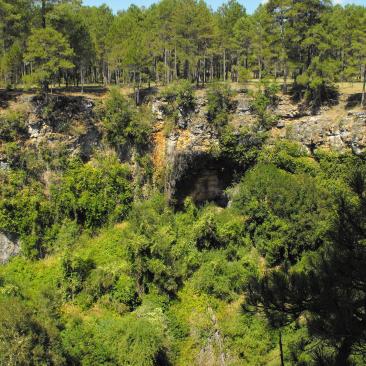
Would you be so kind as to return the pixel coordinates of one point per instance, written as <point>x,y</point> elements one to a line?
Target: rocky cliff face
<point>64,120</point>
<point>189,152</point>
<point>9,246</point>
========================================
Short problem >>
Present the material above as a Markdown table with the columns "Row" and "Material line," giving each non-blank line its own numbered row. Omit the pictures from the table.

Solution for this task >>
| Row | Material line |
|---|---|
| 1 | Would you be so kind as to return the pixel coordinates of one point per instance, written as <point>x,y</point> elements one to a line? |
| 2 | Target: rocky cliff face |
| 3 | <point>64,120</point> |
| 4 | <point>189,152</point> |
| 5 | <point>9,246</point> |